(SOURCE DOCUMENT)

Thursday, October 1, 2009

The Extra Mile

It's never crowded along the extra mile.
~Wayne Dyer

A few years ago, my husband and were faced with a big decision that would have significantly impacted our family. It would have really caused us to have to go the extra mile. We had a dear friend with a troubled 17 year old daughter who had recently run away from her home out of state. She made it to our state and had been staying with 'friends'. I had been helping her mother by taking the child to appointments with a therapist. One week, the child asked if she could live with Ron and I. Her father was a close friend of my husband and he had died 4 years previously in an accident. Her mother and I had remained close ever since the accident. After discussing the situation with the mother, she had agreed to let us take her daughter in - if we were willing. Ron and I have done this sort of thing before, for our nephew, and were met with mixed results. It had been so nice for us to have our 'freedom' in the home again over the last year and a half since he had left us that we were hesitant to give up certain aspects of our privacy again. This would really take us out of our comfort zone. As we discussed this decision, we had to ask ourselves, 'What is the right thing to do?' NOT -'What is it we want to do?' - Or - 'What is the easiest thing to do?' Or - 'Can't someone else do it?'

Doing the right thing is often not the easiest thing. We made a final decision as to what we were willing to do. We were willing to help this young woman and be her legal guardians - but there would be very strict ground rules. The final decision would be up to the young woman in question. She had to decide if she was willing to become a member of our family and live by our rules. As we discussed what we would do - my husband said - "We've been down this road before and at least this time we know better what to expect. We will plan to help her succeed in the areas she is working on - however - if she chooses not too - then at least we will know that we have gone the extra mile and have tried to help a friend in need." Unfortunately for my friend's daughter - she decided she was unwilling to have us place any expectations on her and did not want to move in after all if it meant having rules like she had at her own home. So - for a while - going the extra mile for this child was just literal as I continued to drive her to her weekly therapy appointments.

Emotionally, financially and physically - going the extra mile can take a tole on families to different degrees. Will it be worth it in the end? Does being worthwhile depend entirely on the outcome of your particualr situation? It is my humble suggestion to you - that the journey will be worth it whether you see exactly the results you want or not. If you have applied yourself and if you have bettered the relationships that you have with your friends and family members - then it will have been worth it.

At that time, as my husband and I discussed taking in yet another 'stray' if you will - He had brought up the fear of failure. He was referring to our inability to get our nephew to turn out exactly as we had hoped. I reminded him - that had we done nothing - our nephew was so far off course that it is possible that he would not even be alive - Or - that he would very likely have had a serious drug problem. There are worse things in life than working a minimum wage job and refusing to go to college. We have done all that was in our power and the rest was up to him. Since that time - our nephew has moved on to better employment, gotten married and bought his first home. He is only 24 and though he never went ot college as we had hoped, he has, so far, done well for himself. As the oft quoted prayer from AA goes, "God grant me the courage to change the things I can - the serenity to accept the things I cannot and the wisdom to know the difference." Sometimes the most important rewards do not come from the final destination, but come instead come from the journey. I sincerely hope that you can have the positive outcome to your experiences as well, however if the end of your road is not the Garden of Eden that you have imagined, may you take peace in the wisdom gained from traveling the extra mile toward your goal in the first place.

1 comment:

  1. Thank you for this entry. It helped me today in making a decision about helping my nephew. Despite my fears, I will do what is right and accept the outcome as God's will.

(REQUIRED ACTIONS)
1. To whom does the blog post attribute its opening quotation?
2. Repeat everything in the blog post from "Emotionally, financially and" down to "been worth it.".
3. According to the blog post, in what ways can going the extra mile take a toll on families?

(ENTRIES SHOWN)
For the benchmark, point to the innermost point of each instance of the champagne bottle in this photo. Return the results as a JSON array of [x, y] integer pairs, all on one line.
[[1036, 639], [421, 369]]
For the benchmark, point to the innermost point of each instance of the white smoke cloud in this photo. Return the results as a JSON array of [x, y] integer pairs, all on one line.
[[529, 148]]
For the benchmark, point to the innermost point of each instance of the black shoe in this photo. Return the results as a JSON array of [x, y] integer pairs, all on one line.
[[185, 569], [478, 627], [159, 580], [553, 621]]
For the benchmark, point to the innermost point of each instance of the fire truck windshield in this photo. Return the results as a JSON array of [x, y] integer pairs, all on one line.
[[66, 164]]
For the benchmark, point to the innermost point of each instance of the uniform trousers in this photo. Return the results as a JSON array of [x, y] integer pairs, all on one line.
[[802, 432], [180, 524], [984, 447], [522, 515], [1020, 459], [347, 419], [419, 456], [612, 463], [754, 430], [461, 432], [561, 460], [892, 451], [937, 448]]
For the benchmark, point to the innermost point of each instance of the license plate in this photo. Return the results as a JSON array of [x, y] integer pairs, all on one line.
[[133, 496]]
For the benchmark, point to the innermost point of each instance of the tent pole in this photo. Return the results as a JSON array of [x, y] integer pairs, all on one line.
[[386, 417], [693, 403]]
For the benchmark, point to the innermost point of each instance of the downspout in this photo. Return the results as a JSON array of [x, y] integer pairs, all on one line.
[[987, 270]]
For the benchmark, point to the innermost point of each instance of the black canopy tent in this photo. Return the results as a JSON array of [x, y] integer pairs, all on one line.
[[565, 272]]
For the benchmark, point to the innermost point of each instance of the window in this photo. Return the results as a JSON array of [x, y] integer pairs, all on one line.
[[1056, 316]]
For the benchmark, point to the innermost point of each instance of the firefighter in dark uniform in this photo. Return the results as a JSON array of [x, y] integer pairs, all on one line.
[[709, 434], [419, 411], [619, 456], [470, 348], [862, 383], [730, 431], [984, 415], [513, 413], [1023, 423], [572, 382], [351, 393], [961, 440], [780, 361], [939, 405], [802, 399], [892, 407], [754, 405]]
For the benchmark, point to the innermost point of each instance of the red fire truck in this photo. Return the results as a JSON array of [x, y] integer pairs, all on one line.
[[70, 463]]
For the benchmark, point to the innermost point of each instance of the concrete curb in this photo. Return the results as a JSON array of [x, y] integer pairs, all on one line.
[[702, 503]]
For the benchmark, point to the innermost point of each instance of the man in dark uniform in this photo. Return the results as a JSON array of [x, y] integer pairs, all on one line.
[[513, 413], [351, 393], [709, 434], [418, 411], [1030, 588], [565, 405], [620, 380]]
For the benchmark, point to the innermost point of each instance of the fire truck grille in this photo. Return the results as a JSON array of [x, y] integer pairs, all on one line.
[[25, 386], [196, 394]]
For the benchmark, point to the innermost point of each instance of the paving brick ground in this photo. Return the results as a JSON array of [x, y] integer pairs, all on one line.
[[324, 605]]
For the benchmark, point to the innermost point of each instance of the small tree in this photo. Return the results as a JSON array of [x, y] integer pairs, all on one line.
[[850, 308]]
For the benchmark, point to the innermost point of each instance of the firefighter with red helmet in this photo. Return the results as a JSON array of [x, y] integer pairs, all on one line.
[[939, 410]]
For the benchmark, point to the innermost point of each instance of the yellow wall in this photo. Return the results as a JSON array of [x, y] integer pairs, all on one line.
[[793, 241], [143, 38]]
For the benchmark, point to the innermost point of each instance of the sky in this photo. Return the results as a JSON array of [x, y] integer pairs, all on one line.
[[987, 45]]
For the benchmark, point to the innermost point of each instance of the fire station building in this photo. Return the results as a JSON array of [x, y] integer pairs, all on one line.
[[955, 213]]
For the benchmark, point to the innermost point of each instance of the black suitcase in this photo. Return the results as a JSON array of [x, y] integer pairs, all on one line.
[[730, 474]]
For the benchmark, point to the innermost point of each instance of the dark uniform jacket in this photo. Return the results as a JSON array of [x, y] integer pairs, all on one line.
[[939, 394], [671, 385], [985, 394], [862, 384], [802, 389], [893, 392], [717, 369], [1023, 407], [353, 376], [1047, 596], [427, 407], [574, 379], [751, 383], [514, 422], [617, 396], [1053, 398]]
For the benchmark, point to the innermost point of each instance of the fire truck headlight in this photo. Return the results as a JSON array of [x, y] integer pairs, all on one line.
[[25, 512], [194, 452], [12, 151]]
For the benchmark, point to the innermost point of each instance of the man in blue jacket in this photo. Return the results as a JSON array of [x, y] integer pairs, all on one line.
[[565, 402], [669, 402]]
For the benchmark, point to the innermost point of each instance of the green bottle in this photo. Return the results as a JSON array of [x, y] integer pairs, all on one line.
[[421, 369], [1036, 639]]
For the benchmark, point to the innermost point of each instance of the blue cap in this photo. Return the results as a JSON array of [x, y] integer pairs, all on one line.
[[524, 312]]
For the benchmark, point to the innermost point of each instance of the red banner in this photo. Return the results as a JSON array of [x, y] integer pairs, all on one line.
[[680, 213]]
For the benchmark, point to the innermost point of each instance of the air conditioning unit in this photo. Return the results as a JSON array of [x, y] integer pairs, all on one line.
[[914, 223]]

(TASK-BY-TASK OUTPUTS)
1. Wayne Dyer

2.
Emotionally, financially and physically - going the extra mile can take a tole on families to different degrees. Will it be worth it in the end? Does being worthwhile depend entirely on the outcome of your particualr situation? It is my humble suggestion to you - that the journey will be worth it whether you see exactly the results you want or not. If you have applied yourself and if you have bettered the relationships that you have with your friends and family members - then it will have been worth it.

3. Emotionally, financially and physically.